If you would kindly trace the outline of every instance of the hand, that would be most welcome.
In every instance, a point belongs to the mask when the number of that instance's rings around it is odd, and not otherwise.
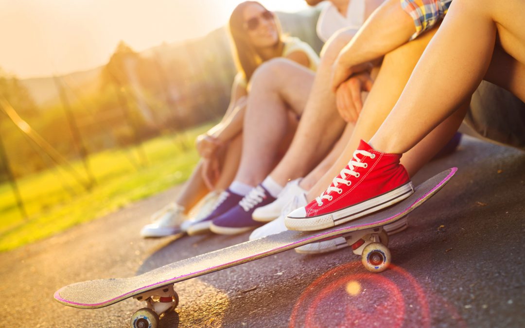
[[[220,175],[218,158],[215,156],[203,160],[201,172],[204,184],[209,190],[215,189],[215,184]]]
[[[345,121],[355,123],[363,109],[361,92],[370,91],[373,81],[368,72],[354,75],[341,84],[335,91],[335,104]]]
[[[203,158],[209,158],[222,145],[217,138],[204,134],[197,137],[197,151]]]
[[[352,76],[362,72],[370,72],[373,66],[371,62],[366,62],[353,65],[345,59],[345,54],[339,54],[332,69],[332,90],[335,92],[339,86]]]

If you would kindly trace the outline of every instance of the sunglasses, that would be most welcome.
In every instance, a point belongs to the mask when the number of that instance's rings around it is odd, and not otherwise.
[[[265,20],[271,20],[274,19],[274,13],[269,10],[266,10],[266,12],[262,12],[259,17],[255,17],[250,18],[245,23],[246,29],[249,30],[254,30],[257,29],[257,27],[259,27],[259,25],[260,24],[260,18]]]

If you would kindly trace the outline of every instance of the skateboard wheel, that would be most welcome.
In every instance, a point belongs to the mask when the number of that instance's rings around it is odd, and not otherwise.
[[[361,262],[369,271],[382,272],[386,270],[391,261],[390,250],[381,242],[372,242],[363,249]]]
[[[143,308],[138,310],[131,316],[130,325],[131,328],[158,328],[160,323],[159,315],[155,311]]]

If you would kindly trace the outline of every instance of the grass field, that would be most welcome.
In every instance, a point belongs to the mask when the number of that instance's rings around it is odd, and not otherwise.
[[[88,163],[97,184],[90,191],[60,168],[20,179],[27,219],[19,213],[10,186],[0,186],[0,251],[100,217],[184,181],[198,160],[194,141],[211,126],[144,143],[147,164],[142,167],[137,165],[140,160],[134,147],[90,156]],[[188,146],[185,151],[181,146],[183,141]],[[83,173],[81,163],[74,166]]]

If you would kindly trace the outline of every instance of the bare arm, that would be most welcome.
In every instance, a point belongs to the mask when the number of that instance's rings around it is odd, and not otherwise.
[[[308,59],[308,56],[306,55],[303,51],[293,51],[293,52],[289,54],[286,57],[287,59],[290,59],[292,61],[295,61],[300,65],[302,65],[305,67],[309,67],[310,66],[310,59]]]
[[[387,0],[339,54],[334,65],[332,88],[335,90],[352,74],[368,69],[368,63],[406,43],[415,31],[414,21],[399,0]]]

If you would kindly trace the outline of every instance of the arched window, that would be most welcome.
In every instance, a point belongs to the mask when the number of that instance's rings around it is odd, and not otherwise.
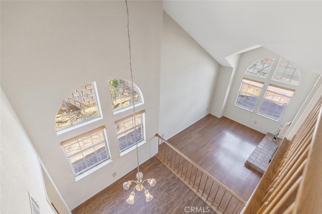
[[[133,99],[136,106],[143,103],[143,98],[139,88],[134,84],[132,92],[130,81],[113,78],[109,79],[109,84],[114,114],[119,111],[128,112],[127,116],[115,121],[119,149],[121,152],[136,143],[144,142],[145,111],[136,112],[135,118],[133,112],[129,111],[133,109]]]
[[[275,57],[263,58],[254,62],[247,68],[246,74],[263,78],[267,77],[274,59]]]
[[[280,59],[274,73],[269,74],[274,59],[274,57],[263,58],[249,66],[246,74],[266,79],[261,82],[244,77],[235,105],[279,121],[295,93],[296,86],[288,88],[279,85],[281,83],[273,84],[271,82],[272,80],[276,80],[298,85],[300,74],[296,65],[284,58]],[[277,64],[277,62],[274,64]],[[262,93],[263,88],[266,88],[264,94]],[[259,106],[256,104],[261,99],[262,101]]]
[[[300,83],[300,72],[296,65],[286,59],[281,58],[272,79],[298,85]]]
[[[56,115],[56,131],[100,117],[95,82],[76,88],[68,94]]]
[[[114,113],[133,106],[132,82],[126,79],[112,78],[109,79],[109,85]],[[135,84],[133,86],[134,103],[138,105],[143,103],[143,99],[138,88]]]

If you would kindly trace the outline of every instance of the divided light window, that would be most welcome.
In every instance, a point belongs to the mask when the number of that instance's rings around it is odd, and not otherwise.
[[[300,72],[295,65],[286,59],[280,59],[272,79],[298,85]]]
[[[60,143],[75,175],[110,158],[101,126]]]
[[[253,111],[263,85],[263,82],[244,78],[235,104]]]
[[[269,84],[258,113],[279,121],[295,90]]]
[[[135,114],[136,140],[138,143],[143,140],[143,117],[144,110]],[[135,144],[134,118],[133,116],[115,122],[120,152],[125,150]]]
[[[109,79],[109,85],[114,112],[133,106],[132,93],[135,104],[142,102],[139,89],[135,84],[132,91],[131,81],[113,78]]]
[[[268,57],[256,61],[247,68],[246,74],[260,77],[267,77],[274,59],[275,57]]]
[[[76,88],[65,98],[56,115],[56,131],[100,116],[95,82]]]

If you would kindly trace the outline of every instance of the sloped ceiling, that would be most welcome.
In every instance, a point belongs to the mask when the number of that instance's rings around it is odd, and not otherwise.
[[[165,1],[164,10],[221,65],[259,45],[322,73],[322,2]]]

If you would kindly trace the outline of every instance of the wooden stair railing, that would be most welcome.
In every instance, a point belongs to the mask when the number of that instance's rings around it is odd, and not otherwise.
[[[239,213],[246,201],[158,134],[155,156],[218,213]],[[161,142],[160,142],[160,141]]]
[[[292,140],[282,140],[243,213],[320,213],[321,104],[322,97]]]

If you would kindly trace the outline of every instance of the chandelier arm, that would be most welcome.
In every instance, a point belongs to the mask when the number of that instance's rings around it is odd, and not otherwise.
[[[144,181],[146,181],[147,180],[148,180],[148,179],[151,179],[151,178],[146,179],[145,180],[143,180],[143,181],[142,181],[142,183],[141,183],[143,184],[143,183]]]

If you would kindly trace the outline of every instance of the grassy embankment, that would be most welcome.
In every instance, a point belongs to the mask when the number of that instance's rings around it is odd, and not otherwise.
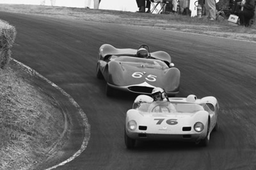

------------------------------------------------------------

Description of the task:
Count how many lines in the items above contain the string "window". Reply with the number alone.

Result of this task:
2